▸ Exercise description
Only a number is expected here: the count of lines in this data where "onion" occurs.

▸ Task material
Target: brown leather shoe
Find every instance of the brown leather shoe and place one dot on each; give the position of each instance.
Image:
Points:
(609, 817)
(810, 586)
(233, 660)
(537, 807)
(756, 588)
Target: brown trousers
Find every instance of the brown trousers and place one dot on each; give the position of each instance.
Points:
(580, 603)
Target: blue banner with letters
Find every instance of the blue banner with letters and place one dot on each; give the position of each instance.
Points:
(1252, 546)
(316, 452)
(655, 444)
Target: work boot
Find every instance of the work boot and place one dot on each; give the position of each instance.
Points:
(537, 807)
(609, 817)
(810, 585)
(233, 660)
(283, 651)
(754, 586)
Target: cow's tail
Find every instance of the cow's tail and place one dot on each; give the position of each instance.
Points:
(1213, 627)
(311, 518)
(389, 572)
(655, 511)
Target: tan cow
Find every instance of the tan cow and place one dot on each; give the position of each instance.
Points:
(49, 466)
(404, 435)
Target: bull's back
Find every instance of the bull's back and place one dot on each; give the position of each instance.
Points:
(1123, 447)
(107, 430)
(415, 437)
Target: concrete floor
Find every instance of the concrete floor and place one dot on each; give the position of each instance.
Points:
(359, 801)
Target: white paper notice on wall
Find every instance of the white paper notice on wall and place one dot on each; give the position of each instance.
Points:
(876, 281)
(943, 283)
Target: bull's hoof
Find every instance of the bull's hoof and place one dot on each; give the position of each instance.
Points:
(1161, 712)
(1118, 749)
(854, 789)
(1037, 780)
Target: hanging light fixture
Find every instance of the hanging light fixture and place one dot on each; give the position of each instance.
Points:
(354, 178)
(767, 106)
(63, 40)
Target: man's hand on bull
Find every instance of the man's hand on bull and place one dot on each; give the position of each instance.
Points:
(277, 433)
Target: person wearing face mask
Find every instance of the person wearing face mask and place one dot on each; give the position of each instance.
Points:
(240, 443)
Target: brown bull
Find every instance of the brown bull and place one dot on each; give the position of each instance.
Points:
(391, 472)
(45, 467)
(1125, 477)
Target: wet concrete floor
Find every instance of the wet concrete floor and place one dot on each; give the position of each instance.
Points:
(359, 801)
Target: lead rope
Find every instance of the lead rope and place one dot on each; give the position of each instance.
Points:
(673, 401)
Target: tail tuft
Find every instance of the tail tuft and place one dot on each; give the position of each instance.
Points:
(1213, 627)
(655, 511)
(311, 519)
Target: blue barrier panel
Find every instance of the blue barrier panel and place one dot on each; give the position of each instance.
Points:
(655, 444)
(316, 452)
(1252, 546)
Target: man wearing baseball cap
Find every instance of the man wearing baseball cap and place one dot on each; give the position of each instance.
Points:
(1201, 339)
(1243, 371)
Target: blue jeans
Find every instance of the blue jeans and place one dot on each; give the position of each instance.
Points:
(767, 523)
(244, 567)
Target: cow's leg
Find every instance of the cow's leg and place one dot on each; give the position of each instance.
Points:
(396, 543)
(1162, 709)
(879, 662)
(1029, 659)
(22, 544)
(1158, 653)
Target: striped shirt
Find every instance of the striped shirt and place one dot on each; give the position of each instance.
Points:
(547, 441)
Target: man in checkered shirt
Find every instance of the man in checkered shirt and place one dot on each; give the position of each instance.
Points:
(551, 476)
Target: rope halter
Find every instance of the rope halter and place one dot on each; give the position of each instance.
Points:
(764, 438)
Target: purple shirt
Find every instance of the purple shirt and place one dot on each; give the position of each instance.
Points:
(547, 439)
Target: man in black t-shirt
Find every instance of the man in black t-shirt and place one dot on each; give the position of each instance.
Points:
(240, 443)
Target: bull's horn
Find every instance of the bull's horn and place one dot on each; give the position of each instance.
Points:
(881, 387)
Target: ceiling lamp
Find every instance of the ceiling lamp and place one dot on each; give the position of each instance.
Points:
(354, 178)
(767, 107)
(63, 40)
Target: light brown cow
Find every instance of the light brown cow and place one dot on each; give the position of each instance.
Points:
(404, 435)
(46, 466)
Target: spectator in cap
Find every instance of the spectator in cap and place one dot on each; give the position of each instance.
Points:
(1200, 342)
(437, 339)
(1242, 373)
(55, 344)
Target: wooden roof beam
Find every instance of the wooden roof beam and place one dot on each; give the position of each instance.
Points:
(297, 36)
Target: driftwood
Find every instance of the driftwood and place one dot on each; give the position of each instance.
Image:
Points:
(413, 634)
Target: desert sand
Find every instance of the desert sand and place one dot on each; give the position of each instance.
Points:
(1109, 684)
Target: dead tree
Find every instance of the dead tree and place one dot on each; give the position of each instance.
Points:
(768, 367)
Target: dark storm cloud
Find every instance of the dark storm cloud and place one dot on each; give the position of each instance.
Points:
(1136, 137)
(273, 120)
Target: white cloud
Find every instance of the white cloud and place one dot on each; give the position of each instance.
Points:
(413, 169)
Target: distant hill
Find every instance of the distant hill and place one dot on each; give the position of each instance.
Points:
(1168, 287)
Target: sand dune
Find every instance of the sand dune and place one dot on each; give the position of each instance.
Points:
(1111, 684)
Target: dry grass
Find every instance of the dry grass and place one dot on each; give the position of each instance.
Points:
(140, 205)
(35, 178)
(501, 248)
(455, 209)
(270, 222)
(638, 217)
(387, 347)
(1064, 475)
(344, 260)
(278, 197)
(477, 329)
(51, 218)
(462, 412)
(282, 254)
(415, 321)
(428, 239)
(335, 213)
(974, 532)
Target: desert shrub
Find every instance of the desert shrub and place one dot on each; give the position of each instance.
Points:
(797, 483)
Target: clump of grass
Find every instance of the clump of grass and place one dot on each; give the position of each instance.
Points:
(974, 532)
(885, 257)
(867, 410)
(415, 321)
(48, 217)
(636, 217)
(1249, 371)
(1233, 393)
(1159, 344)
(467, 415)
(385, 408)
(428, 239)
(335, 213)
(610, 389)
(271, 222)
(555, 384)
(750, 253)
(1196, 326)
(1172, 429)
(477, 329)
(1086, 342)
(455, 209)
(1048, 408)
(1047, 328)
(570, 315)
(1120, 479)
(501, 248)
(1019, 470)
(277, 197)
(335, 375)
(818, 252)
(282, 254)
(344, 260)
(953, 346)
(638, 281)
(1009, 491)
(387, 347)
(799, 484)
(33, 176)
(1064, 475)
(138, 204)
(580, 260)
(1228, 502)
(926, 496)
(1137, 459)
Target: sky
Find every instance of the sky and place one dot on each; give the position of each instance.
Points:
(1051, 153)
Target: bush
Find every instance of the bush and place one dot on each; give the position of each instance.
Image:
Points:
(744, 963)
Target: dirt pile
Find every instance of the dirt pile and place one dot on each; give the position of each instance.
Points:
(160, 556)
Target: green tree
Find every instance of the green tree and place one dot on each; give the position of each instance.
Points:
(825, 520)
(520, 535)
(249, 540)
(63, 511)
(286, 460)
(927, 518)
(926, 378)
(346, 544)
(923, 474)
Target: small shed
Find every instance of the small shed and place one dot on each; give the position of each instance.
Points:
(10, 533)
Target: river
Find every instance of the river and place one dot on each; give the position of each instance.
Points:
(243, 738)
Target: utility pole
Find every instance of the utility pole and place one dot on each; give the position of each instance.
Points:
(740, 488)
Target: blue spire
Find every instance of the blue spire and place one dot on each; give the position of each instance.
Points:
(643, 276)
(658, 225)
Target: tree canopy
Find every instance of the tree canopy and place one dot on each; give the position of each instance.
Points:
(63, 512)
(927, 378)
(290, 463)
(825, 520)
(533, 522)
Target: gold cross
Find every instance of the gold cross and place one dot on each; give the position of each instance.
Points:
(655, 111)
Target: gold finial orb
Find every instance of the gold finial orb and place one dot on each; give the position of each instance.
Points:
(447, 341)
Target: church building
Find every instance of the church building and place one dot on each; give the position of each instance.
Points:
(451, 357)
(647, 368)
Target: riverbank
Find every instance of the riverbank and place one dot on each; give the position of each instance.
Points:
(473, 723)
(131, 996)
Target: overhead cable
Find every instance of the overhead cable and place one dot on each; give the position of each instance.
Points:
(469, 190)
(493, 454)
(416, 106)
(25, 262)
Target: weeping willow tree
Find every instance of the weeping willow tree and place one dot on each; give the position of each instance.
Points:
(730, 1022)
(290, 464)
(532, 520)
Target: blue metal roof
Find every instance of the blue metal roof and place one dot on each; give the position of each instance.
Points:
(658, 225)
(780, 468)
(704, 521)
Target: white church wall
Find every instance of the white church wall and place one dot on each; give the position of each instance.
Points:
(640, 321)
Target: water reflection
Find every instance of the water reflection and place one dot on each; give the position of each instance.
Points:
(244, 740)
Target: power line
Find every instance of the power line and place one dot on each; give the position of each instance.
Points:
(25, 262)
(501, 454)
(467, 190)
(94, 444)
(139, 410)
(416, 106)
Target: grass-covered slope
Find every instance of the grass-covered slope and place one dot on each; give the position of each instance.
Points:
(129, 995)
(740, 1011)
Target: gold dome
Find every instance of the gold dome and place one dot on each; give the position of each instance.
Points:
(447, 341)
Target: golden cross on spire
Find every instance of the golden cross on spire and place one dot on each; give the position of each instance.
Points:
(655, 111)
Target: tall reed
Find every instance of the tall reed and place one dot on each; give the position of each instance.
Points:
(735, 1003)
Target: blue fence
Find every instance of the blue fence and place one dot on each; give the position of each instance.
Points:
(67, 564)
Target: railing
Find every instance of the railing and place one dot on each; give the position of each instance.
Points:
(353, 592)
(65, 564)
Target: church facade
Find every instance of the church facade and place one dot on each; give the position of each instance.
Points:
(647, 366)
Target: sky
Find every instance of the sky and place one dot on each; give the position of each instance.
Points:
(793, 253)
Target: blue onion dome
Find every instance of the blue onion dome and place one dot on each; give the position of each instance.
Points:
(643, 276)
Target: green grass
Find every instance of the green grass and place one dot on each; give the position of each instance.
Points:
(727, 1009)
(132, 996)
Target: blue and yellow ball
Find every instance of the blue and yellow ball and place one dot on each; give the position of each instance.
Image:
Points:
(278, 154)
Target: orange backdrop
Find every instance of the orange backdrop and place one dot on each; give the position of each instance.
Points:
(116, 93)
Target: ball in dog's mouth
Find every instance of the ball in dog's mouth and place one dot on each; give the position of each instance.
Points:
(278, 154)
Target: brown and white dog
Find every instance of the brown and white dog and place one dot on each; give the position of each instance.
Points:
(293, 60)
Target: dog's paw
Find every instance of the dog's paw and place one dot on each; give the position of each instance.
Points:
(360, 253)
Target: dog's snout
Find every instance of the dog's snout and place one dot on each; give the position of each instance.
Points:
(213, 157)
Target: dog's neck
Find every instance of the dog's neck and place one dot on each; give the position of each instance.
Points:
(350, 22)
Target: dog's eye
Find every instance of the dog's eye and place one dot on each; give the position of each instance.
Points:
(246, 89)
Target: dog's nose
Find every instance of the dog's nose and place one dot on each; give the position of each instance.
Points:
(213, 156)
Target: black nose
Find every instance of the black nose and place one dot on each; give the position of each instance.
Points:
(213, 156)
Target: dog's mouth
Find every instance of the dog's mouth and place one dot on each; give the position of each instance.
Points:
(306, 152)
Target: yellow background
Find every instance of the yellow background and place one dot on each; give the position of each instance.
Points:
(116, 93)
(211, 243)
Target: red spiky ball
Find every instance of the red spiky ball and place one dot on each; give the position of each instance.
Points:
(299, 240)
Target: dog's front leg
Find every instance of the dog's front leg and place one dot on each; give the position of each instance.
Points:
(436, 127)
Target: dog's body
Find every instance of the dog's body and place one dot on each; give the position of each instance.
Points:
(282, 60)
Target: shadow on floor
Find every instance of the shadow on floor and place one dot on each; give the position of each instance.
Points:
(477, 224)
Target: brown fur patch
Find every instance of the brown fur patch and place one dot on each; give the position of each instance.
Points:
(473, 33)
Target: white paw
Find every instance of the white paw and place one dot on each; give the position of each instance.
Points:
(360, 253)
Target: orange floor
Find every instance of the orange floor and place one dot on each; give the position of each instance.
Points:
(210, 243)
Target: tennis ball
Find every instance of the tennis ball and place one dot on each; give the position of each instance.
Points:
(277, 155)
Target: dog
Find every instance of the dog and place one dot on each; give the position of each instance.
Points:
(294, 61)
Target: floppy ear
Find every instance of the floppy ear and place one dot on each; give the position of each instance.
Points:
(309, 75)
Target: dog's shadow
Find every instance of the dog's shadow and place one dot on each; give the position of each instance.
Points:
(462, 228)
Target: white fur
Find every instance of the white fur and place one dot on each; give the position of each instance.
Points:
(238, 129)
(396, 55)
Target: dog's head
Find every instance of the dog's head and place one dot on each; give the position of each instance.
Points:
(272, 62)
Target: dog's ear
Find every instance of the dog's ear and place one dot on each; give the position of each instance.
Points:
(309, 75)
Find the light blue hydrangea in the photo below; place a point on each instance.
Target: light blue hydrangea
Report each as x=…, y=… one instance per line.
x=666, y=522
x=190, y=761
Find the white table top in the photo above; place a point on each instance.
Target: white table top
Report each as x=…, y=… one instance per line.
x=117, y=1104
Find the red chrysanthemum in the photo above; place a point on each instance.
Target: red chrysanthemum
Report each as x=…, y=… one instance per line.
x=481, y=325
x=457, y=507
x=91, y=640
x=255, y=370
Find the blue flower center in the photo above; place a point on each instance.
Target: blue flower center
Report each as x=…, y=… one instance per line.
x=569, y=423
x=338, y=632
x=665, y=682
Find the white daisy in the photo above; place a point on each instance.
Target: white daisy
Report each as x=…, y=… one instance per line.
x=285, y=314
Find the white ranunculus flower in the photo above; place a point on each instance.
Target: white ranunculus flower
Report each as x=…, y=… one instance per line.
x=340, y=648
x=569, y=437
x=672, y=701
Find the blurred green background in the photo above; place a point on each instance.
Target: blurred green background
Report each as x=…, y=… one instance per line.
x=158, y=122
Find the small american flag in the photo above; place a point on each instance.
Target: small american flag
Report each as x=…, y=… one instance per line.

▸ Written response
2